--- START Document segment ---

## WeRateDogs - Twitter Data

### I. Gather Data

Based on udacity instructions, I:

- downloaded the data **twitter-archive-enhanced.csv**.
- created my twitter developer account and tried to create a JSON file named **tweet_json.txt** by using the tweepy API.
    - did not work, so I downloaded the data manually
- downloaded the file image predictions file (tsv format).

With all the data, I created three dataframes:

- *archive_df* - dataset "twitter-archive-enhanced.csv" 

- *tweets_info_df* - dataset contains information like tweet_id, no of retweets and no of favorites etc.,

- *image_predictions_df* - dataset contains information about predictions about the image.


### II. Assesing the data


Standard data exploring with pandas funcitions like.
- df.info()
- df.isnull().sum()
- df["column"].duplicated()
- df["column"].value_counts()
- df["column"].unique()
- df["column"].describe()
- df.shape
- etc.


`Enhanced Twitter Archive`

The WeRateDogs Twitter archive contains basic tweet data for all 5000+ of their tweets, but not everything. One column the archive does contain though: each tweet's text, which  used to extract rating, dog name, and dog "stage" (i.e. doggo, floofer, pupper, and puppo) to make this Twitter archive "enhanced." Of the 5000+ tweets, we have filtered for tweets with ratings only (there are 2356).

`archive_df` columns and their description:
    
- **tweet_id**: the unique identifier for each of the tweet
- **in_reply_to_status_id**: the status id for the reply given to the tweet id
- **in_reply_to_user_id**: the status id for the reply given to the tweet id ( w.r.t user id)
- **timestamp**: Date and time the tweet was created, in Excel-friendly format.

--- END Document segment ---

> [Directions]
A – Reproduce word for word the stretch of the WeRateDogs write-up from "- *image_predictions_df* - dataset" through "- df.info()".
B – Using the WeRateDogs write-up, answer these:
(i) What name was planned for the JSON file to be made with the tweepy API?
(ii) How many tweets remain after filtering for tweets with ratings?
(iii) In what format is the timestamp column's date and time given?
Rely only on the WeRateDogs write-up for what you need.

--- START Raw data ---

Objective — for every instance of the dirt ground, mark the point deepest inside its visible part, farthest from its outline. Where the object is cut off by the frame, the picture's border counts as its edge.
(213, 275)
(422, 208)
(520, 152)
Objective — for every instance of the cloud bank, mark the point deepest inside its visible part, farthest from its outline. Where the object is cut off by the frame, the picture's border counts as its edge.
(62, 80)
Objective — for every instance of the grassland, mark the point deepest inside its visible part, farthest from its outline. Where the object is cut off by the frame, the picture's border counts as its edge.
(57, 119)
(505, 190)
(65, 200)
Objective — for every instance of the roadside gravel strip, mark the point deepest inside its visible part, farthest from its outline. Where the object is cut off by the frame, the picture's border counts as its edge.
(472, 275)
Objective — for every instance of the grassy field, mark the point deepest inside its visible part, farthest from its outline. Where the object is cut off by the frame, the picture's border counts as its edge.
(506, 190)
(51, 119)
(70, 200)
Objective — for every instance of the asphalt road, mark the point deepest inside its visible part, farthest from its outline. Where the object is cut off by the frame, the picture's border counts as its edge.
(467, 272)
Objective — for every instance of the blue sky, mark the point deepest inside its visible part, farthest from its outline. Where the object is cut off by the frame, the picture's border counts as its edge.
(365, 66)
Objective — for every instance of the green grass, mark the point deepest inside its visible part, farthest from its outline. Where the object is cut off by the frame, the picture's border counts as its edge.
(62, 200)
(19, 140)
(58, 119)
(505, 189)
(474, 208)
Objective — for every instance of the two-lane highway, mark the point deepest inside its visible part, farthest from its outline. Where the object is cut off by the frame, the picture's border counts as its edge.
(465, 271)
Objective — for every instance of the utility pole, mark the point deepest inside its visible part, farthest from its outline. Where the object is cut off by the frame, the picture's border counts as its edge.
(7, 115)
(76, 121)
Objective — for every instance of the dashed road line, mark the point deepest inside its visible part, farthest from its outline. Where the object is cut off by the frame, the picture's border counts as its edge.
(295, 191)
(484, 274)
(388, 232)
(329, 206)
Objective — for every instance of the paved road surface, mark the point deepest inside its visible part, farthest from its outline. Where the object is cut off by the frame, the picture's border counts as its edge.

--- END Raw data ---

> [Outputs for the tasks]
A –
- *image_predictions_df* - dataset contains information about predictions about the image.


### II. Assesing the data


Standard data exploring with pandas funcitions like.
- df.info()

B –
(i) tweet_json.txt
(ii) 2356
(iii) Excel-friendly format